WHAT TO PRODUCE
Please retype each of the items below line for line, keeping every character unchanged.

-=-=-=-=-

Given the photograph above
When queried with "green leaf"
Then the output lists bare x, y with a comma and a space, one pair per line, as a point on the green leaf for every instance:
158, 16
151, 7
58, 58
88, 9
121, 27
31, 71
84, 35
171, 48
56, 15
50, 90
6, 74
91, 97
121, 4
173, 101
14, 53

-=-=-=-=-

RESPONSE TO THIS EXERCISE
Given the photograph above
When queried with "green leaf"
Then the output lists bare x, y with a comma and a space, one pair per line, as a point on the green leaf for every instance:
158, 16
151, 7
58, 58
88, 9
121, 27
31, 71
84, 35
171, 48
56, 15
50, 90
6, 74
91, 97
121, 4
173, 101
14, 53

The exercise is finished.